### ACTIVITY:
Transcribe the data verbatim and drop its images.

+ + +

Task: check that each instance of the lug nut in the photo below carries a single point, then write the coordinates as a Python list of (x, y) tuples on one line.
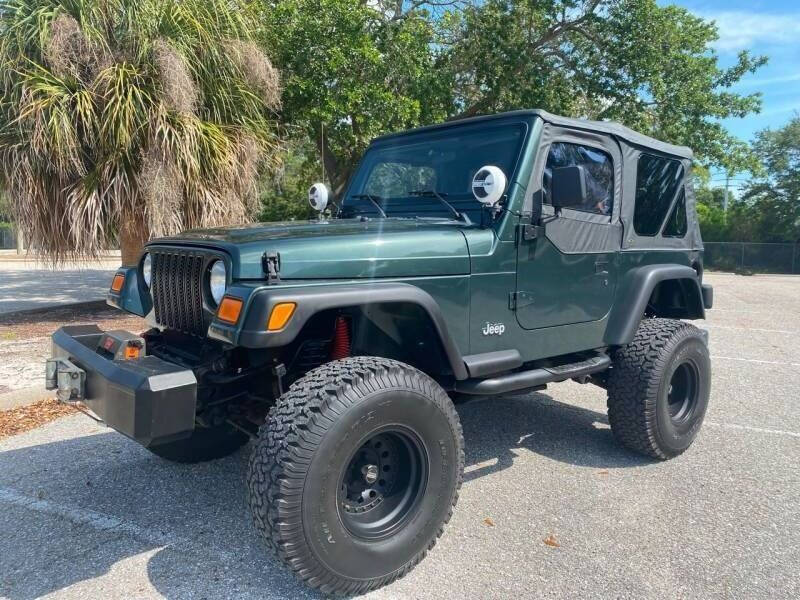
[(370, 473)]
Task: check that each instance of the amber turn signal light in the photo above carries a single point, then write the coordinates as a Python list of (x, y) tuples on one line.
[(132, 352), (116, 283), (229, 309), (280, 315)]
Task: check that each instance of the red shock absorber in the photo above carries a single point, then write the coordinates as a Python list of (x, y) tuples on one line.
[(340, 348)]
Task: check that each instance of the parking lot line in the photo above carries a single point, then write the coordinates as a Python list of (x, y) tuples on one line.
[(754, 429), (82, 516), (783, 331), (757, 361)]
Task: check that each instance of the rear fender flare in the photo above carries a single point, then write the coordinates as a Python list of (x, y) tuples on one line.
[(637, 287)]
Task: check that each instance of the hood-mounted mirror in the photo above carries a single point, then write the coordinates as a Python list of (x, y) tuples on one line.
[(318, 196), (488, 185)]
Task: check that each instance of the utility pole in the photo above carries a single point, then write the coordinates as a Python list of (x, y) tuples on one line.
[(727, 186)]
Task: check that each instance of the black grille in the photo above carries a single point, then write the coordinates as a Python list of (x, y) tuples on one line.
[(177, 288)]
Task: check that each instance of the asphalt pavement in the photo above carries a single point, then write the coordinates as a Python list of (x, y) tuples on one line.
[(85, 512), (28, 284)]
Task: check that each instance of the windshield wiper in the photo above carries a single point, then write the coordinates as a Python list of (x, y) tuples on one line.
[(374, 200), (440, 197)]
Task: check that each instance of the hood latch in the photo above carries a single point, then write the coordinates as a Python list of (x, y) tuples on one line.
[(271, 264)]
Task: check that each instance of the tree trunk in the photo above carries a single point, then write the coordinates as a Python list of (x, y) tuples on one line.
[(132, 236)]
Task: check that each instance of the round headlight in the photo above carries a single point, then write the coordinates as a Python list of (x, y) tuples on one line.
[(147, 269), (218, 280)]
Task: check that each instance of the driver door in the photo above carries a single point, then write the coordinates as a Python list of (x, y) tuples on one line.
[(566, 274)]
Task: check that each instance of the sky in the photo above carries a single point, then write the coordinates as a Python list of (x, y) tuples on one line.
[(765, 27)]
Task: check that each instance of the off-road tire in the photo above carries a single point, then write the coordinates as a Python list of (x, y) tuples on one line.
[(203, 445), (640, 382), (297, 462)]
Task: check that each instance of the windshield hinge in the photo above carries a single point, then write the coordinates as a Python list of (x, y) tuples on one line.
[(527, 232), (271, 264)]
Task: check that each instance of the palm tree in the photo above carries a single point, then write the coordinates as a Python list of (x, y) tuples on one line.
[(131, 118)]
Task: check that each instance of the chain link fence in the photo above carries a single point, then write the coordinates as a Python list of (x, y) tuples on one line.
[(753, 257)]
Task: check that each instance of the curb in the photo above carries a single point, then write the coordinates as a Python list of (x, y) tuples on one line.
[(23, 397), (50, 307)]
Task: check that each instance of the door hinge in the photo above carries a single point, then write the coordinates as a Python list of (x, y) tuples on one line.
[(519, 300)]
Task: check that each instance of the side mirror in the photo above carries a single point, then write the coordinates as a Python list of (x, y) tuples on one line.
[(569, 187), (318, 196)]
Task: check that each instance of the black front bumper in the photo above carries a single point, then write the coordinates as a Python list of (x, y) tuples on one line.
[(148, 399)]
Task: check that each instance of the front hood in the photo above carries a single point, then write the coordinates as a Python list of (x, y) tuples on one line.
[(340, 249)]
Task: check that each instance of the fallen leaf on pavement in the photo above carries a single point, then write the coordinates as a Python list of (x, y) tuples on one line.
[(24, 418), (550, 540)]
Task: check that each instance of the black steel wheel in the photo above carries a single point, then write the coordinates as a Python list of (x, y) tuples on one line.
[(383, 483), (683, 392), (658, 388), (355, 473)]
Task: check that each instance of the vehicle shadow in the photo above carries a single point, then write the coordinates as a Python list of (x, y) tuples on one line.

+ + +

### TASK SOLUTION:
Task: check that each instance of the lug nut in the photo below carries a single point, then write the coordinates as a Python list of (x, y) tuples on one line.
[(370, 473)]
Task: check that each instance of the amber turn signal light in the photo above carries a single point, then write the coordinates as a Python list of (x, y) tuples on one line.
[(132, 352), (116, 283), (229, 309), (280, 315)]
Task: check that each instance of the red shock absorber in the photo above carries a single point, then write the coordinates as a Python list of (x, y) tuples on one line.
[(340, 348)]
Task: check that each instance of the parking lot line in the photo above carries a single point, then write the coordinates as a Python list of (x, y) tuples on one line.
[(754, 429), (82, 516), (783, 331), (757, 361)]
Task: check that each instance of the rear fender flare in the photo above carries a single point, then write the coordinates as a Python list of (x, y) tuples on one line.
[(637, 287)]
Task: check that each instance of the hood-mounted mirror in the photo above carries a single point, then write the coordinates as a Python list of (x, y) tuples on one line.
[(318, 196), (488, 185)]
Task: check that each instance of the utility pole in the photo above carries a single point, then write the coordinates as a Python list of (x, y) tuples on one line.
[(727, 186)]
Task: check that each instance of the black grille in the photo above carries a single point, then write the coordinates as a Python list of (x, y) tuples on one line.
[(177, 288)]
Task: check that each instance of the asphalt pavement in the photo above carries a single point, then write the coordinates as a Python list of (x, y) tuples on one line.
[(85, 512), (28, 284)]
Task: check that each instance of the windshield wiper in the photo above carries a single point, then write the coordinates as a Python list of (x, y) tuples on one line.
[(374, 200), (440, 197)]
Task: check that each instance of the hood latch in the photo above carries a single point, then write the coordinates as a Python list of (x, y) tuples on one line.
[(271, 264)]
Task: check that each instance of the tree trunk in the photo above carries a single point, then write the coordinates as a Python list of (x, y) tuples on one line.
[(132, 236)]
Task: check that each instance of the round headlight in the photo above carries a single point, then write the coordinates as a Python list of (x, y) tuples on one line.
[(147, 269), (218, 280)]
Task: check that each instance of the driver door in the photo above carries a single point, then write the coordinates as a Python list of (x, y) tuples on one line.
[(566, 274)]
Task: check that each instance of the sky in the photo above carries a single point, then write the coordinates as a Python list of (x, y) tuples on one line.
[(765, 27)]
Task: check that each instance of the off-road tire in the photo above carries a single point, then write the coordinates as a Python list of (x, y) tuples on one line.
[(203, 445), (640, 382), (297, 462)]
Task: check that each instance of the windshield hinge in the photo above carries a single point, then write the coordinates as a Python list of (x, y) tuples on one line.
[(527, 232), (271, 264)]
Task: check that each instance of the palm tree in the photo above carries a single point, then write the coordinates as a Python list of (x, y) tuples on one line.
[(131, 118)]
Task: check that each instance of the chain link fence in the photo above carries a single point, then write the coordinates as a Python list of (x, y) tuples on one line.
[(753, 257)]
Task: check that each instance of the curb in the photo above carries a single point, then write the coordinates as a Python list of (x, y) tuples on one line.
[(23, 397), (50, 307)]
Task: check that each instance of the door hinge in the photo above carries a single point, then write the coordinates as a Python list of (x, y) tuples on one line.
[(519, 300)]
Task: check that each instance of the side mirror in the photo above carries a single point, then write the coordinates as a Python list of (x, y) tuples on one line.
[(569, 187), (318, 196)]
Task: check that each instance of the black front bumper in the photo above carries a single point, then write the coordinates as a Python list of (x, y) tuples on one line.
[(148, 399)]
Task: check that each instance of the front hood in the photo above carries a single point, then write the coordinates as a Python list of (x, y) tuples on one line.
[(340, 249)]
Task: check that each instance of the fallen leaf on pavement in the photo above carries a single point, then write the coordinates as a Python list of (x, y) tuples on one line.
[(24, 418), (550, 540)]
Task: check that each instance of the black steel wheel in the photo above carries a single point, then write the coordinates as a Python list of (x, y) tuples on one line.
[(383, 483), (683, 392), (658, 388), (355, 473)]
Task: check that each instance of the vehicle shadow in the photo above carries a single point, then write the coordinates as a Python list of (x, y) tuples on one line.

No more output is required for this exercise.